[Begin Information provided]
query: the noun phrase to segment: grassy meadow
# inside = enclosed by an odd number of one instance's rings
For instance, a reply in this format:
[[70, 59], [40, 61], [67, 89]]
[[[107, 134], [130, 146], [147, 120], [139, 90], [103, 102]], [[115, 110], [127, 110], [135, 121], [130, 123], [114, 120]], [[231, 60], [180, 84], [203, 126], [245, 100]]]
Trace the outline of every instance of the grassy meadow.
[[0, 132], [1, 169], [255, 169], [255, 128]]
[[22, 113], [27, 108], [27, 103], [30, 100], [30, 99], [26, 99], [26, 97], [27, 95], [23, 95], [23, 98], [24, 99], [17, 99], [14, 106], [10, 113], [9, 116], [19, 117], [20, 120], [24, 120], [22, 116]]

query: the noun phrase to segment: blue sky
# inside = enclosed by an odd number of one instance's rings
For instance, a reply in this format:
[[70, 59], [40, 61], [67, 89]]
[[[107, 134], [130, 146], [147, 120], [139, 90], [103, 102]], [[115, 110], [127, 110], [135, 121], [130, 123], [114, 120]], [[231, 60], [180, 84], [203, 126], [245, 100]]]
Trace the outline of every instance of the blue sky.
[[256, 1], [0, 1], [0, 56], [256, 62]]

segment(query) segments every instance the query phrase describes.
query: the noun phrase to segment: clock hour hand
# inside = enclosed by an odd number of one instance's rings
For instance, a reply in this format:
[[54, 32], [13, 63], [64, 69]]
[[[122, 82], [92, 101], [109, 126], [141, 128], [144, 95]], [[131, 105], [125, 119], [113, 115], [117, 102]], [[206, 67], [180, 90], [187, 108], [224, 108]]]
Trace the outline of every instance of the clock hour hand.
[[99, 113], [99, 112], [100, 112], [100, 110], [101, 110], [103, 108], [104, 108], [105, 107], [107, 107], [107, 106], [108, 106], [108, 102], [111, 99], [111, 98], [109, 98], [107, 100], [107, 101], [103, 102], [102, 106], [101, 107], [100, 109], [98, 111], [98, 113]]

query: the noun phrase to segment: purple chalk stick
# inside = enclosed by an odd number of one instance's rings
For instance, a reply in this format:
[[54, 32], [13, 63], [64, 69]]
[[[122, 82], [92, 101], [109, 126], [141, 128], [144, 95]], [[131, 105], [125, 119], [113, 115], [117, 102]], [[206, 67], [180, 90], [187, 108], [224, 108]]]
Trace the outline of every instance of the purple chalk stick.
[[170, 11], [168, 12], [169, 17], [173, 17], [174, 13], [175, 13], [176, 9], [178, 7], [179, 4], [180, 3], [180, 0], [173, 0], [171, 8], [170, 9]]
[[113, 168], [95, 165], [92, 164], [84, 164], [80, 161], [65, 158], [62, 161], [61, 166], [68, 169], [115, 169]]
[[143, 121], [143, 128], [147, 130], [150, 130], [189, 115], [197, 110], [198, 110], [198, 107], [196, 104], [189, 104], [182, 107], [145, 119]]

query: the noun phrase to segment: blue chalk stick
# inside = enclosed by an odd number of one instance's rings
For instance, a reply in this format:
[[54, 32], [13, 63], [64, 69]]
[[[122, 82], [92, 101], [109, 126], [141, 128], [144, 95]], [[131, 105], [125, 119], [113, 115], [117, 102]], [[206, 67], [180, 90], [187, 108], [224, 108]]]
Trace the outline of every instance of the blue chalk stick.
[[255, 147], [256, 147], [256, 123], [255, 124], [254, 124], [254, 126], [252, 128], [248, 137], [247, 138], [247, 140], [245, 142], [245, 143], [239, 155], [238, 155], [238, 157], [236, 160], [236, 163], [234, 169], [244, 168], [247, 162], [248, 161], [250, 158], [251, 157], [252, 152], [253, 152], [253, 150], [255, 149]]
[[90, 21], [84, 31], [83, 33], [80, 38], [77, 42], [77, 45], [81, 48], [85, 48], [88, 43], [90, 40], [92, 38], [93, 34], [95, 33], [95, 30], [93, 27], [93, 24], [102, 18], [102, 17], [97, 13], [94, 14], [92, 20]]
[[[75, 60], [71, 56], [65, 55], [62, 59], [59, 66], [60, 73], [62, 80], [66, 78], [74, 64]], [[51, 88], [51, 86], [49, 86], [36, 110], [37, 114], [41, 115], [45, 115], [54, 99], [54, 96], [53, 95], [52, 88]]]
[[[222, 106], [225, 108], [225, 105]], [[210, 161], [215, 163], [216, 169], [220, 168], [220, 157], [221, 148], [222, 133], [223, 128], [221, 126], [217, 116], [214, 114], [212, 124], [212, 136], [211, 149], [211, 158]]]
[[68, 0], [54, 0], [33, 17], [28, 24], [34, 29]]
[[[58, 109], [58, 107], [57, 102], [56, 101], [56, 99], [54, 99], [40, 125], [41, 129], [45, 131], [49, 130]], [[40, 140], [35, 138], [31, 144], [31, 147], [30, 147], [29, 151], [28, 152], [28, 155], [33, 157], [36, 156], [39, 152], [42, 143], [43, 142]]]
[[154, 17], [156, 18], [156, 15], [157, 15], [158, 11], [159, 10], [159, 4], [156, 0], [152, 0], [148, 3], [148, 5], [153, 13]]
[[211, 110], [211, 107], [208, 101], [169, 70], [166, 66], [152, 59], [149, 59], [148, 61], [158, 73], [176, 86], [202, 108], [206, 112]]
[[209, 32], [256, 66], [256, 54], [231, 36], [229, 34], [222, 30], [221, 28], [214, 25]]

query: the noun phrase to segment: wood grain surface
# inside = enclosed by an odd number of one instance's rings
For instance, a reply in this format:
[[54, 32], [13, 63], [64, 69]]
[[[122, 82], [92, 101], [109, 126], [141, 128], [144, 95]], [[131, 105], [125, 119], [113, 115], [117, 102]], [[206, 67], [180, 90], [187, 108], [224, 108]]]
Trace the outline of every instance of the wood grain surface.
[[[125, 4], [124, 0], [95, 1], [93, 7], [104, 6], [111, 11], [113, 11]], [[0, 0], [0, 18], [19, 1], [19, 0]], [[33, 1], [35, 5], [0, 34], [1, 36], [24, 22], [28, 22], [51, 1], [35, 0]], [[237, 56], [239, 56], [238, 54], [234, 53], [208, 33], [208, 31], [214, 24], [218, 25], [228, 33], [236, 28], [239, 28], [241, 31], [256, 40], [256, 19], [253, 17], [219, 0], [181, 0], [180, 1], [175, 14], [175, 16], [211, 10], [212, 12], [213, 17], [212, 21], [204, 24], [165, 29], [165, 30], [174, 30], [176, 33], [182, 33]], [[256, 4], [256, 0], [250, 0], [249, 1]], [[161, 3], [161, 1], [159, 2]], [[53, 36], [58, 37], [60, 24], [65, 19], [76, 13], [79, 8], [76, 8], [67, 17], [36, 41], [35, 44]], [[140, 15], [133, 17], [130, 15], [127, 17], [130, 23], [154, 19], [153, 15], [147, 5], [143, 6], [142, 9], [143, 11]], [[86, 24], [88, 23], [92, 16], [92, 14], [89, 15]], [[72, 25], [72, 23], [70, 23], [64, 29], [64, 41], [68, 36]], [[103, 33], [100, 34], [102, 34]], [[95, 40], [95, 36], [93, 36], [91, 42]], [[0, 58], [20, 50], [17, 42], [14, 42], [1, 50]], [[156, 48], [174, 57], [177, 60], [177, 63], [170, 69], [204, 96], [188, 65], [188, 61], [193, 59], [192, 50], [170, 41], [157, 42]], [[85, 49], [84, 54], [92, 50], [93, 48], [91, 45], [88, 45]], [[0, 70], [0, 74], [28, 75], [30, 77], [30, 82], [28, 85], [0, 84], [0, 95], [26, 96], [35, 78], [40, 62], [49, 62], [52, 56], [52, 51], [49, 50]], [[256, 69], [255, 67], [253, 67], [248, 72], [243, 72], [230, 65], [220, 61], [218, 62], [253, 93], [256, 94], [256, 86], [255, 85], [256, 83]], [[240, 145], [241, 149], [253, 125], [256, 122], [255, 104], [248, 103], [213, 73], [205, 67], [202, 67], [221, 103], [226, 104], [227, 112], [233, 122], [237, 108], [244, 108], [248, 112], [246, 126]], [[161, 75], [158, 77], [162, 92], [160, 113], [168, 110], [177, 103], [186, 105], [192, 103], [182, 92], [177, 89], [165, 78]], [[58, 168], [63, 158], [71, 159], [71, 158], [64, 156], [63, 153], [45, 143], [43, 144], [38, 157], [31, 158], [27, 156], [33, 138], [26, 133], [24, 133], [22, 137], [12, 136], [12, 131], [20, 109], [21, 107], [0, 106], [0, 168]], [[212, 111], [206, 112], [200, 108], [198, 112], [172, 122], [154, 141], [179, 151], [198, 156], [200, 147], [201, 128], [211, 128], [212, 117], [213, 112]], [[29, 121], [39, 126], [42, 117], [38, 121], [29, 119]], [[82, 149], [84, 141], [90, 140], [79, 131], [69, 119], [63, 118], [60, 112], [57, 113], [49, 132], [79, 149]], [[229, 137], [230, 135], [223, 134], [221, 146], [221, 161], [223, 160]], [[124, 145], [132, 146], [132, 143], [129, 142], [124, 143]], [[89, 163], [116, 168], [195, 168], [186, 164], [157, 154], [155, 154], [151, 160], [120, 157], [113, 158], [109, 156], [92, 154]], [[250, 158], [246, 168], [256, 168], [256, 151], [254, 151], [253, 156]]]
[End Information provided]
Given instruction:
Arrange everything in the data from the line containing "query: the noun phrase to segment: blue chalk" down to the line containing "Trace the outline of every instance of the blue chalk" as a Markdown table with two columns, "No." for the row number and "Line" for the line. Leave out any blank lines.

Result:
| No. | Line |
|---|---|
| 1 | query: the noun phrase to segment: blue chalk stick |
| 2 | # inside = enclosed by an odd number of one instance's rings |
| 3 | For instance, a reply in this format: |
| 4 | [[54, 32], [13, 63], [64, 69]] |
| 5 | [[[122, 82], [92, 101], [109, 126], [141, 128], [144, 95]], [[131, 105], [125, 119], [113, 115], [117, 102]], [[206, 67], [180, 90], [187, 108], [224, 108]]] |
| 6 | Trace the outline of every instance of the blue chalk stick. |